→ **REQUIRED ACTION**: Output the data below line for line, exactly, up to and including the line where "positive clicks: (204, 654)" appears.

Data records
[Start of Attachment]
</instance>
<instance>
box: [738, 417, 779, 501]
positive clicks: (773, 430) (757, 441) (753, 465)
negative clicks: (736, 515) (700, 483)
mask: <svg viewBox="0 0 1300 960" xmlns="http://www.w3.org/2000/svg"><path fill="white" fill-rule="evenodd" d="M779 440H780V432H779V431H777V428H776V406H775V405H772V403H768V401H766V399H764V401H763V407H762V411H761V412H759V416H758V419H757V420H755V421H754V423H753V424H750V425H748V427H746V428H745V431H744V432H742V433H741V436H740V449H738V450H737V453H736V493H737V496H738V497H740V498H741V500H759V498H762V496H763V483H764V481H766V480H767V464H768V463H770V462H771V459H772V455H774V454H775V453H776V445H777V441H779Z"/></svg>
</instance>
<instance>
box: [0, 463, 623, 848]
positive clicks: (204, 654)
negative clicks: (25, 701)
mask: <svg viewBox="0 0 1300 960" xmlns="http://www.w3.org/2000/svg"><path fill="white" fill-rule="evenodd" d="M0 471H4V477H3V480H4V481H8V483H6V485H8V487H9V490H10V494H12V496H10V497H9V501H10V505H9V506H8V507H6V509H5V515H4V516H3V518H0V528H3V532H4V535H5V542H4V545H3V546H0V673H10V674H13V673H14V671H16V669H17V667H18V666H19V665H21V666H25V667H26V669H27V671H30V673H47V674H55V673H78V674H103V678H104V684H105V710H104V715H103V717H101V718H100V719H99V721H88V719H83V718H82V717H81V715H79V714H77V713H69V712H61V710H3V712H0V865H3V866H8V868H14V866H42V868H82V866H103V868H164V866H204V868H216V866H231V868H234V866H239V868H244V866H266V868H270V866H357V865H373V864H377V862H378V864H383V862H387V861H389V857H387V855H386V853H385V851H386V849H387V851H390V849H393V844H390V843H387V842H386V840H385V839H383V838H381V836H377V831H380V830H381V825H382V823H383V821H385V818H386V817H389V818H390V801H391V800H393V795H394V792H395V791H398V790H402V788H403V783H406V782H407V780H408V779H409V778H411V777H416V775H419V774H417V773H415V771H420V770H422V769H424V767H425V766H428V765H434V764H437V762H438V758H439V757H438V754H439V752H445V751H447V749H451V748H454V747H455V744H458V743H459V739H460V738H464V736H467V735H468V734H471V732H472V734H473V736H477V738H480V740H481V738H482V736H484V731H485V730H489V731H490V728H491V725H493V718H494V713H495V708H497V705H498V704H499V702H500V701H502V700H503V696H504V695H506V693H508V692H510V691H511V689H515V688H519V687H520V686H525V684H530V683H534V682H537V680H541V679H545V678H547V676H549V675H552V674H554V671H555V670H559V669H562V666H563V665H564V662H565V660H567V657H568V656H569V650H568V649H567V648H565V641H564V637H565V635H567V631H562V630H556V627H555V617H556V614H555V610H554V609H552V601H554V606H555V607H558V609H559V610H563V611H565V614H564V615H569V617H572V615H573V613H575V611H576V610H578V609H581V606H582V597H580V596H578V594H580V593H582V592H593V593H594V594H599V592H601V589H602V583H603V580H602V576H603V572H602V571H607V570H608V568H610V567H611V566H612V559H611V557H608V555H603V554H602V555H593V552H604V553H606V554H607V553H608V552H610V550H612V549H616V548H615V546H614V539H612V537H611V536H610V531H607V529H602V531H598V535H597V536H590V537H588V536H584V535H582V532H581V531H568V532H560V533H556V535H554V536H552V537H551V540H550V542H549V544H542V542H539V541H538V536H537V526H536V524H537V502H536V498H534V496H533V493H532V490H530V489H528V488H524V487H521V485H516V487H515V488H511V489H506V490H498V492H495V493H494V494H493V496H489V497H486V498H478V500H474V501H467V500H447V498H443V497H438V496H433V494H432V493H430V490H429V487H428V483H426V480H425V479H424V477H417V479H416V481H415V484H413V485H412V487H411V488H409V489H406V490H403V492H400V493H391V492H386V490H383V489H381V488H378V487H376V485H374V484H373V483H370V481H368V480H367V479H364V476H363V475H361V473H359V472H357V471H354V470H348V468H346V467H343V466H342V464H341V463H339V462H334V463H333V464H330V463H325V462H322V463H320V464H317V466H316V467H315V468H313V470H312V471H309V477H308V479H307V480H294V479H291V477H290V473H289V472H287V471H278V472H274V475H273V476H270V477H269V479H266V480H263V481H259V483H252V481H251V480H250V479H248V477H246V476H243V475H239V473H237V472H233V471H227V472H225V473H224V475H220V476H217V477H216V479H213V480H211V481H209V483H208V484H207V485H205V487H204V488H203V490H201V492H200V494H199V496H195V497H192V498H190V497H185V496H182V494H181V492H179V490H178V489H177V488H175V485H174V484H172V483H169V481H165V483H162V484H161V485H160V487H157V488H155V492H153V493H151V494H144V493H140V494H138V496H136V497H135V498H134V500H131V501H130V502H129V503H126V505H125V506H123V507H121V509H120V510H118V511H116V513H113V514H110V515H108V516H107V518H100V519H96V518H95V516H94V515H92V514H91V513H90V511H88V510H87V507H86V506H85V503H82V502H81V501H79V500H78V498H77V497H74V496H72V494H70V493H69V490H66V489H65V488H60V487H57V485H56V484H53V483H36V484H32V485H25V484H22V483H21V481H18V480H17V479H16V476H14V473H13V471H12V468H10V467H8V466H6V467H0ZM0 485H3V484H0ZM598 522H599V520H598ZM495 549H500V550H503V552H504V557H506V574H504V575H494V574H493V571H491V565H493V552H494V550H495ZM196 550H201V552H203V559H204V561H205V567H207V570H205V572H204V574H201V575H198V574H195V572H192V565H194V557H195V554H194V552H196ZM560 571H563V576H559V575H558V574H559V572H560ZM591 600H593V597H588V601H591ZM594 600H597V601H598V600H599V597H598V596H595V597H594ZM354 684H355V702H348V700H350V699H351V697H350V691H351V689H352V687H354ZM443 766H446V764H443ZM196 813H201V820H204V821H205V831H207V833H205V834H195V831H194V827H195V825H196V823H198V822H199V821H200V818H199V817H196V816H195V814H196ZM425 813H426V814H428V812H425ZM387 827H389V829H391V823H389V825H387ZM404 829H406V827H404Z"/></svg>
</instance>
[End of Attachment]
→ **SOLUTION TO THIS EXERCISE**:
</instance>
<instance>
box: [738, 417, 779, 501]
positive clicks: (773, 430) (757, 441) (753, 465)
negative clicks: (736, 515) (700, 483)
mask: <svg viewBox="0 0 1300 960" xmlns="http://www.w3.org/2000/svg"><path fill="white" fill-rule="evenodd" d="M779 440H780V432H779V431H777V428H776V406H775V405H772V403H768V401H766V399H764V401H763V407H762V411H761V412H759V416H758V419H757V420H755V421H754V423H753V424H750V425H748V427H746V428H745V431H744V432H742V433H741V436H740V449H738V450H737V453H736V493H737V496H738V497H740V498H741V500H759V498H762V496H763V483H764V481H766V480H767V464H768V463H770V462H771V459H772V455H774V454H775V453H776V445H777V441H779Z"/></svg>
</instance>
<instance>
box: [0, 463, 623, 848]
positive clicks: (204, 654)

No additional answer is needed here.